Instructions to follow
Reproduce exactly the line in which "like [3, 16]." occurs and all the lines after it, ending with the last line.
─── Material to process ───
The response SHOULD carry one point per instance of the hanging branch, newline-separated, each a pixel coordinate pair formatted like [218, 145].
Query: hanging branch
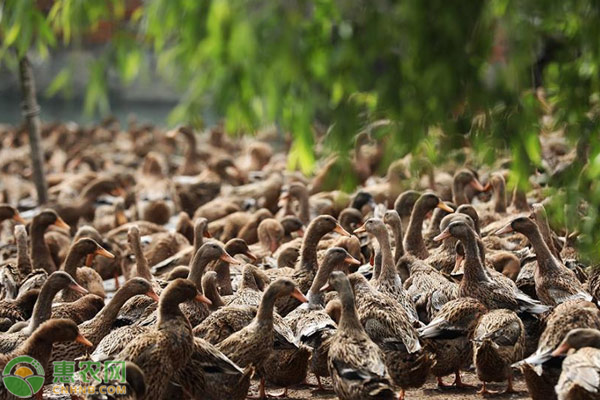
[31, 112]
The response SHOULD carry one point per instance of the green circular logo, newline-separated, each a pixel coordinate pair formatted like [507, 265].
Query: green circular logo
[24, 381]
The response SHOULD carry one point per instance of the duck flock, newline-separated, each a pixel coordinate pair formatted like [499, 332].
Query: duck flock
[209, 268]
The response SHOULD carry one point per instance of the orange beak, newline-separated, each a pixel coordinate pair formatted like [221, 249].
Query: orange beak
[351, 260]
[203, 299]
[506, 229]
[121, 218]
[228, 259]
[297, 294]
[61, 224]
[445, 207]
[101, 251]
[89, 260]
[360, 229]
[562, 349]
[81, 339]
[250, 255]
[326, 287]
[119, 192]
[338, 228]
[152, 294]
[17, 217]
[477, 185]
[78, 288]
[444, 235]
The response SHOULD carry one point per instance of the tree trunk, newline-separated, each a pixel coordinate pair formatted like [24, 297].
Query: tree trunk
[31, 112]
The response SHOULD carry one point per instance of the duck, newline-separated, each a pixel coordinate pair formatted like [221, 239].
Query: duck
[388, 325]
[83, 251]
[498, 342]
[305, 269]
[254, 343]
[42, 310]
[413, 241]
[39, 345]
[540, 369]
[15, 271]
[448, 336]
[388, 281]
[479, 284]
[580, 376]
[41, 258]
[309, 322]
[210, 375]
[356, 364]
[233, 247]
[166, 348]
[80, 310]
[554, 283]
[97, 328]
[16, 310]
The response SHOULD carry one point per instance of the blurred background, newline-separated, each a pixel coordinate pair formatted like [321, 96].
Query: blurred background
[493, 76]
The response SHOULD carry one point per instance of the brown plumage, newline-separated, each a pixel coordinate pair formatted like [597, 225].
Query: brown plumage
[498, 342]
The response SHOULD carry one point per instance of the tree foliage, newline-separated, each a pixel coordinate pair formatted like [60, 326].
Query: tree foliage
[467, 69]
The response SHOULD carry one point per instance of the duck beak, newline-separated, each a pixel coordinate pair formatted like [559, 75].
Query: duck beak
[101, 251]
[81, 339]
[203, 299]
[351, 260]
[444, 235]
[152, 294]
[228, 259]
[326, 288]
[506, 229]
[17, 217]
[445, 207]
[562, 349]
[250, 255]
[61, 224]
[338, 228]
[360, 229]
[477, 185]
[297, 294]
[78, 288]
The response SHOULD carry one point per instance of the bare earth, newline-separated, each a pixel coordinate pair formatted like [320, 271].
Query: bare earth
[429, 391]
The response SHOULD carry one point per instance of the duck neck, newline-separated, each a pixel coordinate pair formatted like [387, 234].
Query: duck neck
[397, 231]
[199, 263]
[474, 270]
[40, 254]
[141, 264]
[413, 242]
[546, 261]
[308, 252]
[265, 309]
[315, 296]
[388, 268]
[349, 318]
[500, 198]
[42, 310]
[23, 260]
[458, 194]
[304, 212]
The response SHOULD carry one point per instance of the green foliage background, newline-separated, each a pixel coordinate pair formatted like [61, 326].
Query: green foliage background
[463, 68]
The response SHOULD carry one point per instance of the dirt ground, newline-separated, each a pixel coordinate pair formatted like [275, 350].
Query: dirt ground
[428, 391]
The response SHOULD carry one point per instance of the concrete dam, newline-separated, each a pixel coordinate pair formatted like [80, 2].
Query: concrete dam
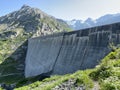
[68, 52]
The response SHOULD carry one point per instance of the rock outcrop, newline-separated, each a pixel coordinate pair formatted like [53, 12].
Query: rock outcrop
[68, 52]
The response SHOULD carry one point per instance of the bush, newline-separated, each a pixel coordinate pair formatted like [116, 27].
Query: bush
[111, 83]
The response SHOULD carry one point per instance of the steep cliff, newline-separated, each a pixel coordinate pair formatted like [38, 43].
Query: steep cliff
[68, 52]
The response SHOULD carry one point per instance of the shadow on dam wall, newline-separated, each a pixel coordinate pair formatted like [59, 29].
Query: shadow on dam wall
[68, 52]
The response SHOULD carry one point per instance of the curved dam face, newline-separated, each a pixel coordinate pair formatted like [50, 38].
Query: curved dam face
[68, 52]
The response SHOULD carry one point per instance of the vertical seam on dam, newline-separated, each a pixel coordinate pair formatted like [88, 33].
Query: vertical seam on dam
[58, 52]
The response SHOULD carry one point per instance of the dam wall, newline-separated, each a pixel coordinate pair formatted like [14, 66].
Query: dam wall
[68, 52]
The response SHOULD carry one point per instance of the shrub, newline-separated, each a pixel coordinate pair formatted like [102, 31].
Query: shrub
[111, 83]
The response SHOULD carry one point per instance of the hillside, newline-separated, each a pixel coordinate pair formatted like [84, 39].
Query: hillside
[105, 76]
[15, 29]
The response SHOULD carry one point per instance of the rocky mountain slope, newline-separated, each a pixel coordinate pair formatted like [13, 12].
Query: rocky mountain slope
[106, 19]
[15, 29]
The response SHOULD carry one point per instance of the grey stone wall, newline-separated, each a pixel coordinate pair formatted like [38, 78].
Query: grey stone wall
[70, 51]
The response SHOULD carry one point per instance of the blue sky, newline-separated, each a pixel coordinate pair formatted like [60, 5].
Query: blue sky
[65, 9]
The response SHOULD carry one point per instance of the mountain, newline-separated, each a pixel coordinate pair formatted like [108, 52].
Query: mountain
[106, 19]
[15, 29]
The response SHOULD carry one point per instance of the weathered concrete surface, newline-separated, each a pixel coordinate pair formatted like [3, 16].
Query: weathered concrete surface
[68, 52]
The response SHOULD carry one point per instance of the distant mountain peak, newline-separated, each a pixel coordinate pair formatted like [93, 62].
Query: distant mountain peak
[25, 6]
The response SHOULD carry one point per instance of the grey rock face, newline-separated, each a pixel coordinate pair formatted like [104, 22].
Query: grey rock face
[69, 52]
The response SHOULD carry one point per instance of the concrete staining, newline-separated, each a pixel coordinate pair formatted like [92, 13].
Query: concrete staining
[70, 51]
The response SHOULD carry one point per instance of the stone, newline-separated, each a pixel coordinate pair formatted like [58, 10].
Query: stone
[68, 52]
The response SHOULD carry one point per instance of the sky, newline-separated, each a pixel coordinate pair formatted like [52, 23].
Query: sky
───
Answer to the exercise
The response SHOULD carry one point per instance of the weathered concrete surface, newline-separated, each a pixel coordinate pair formatted like [3, 16].
Query: weathered concrete surface
[68, 52]
The response SHOULD carry one point per instance of the distant mountain peak, newline-separated, each a pixel coordinate pair formatted like [93, 62].
Query: distant mountain peak
[25, 6]
The response SHOULD carry one point per instance of the grey rock face, newline-separated, each a pixel coordinate pair formatted like [104, 22].
Query: grey rock face
[69, 52]
The response SHOULD carry one point per instance of the concrete staining, newline-separated, each a pixel coordinate pair formatted like [92, 13].
Query: concrete staining
[70, 51]
The response SHOULD carry one point per instance of the stone, newline-separated, each a pixel coordinate pair formatted like [58, 10].
Query: stone
[68, 52]
The response SHOULD carry one point per instance of the sky, newline-separated, each a pixel coordinate pair formatted like [52, 23].
Query: sky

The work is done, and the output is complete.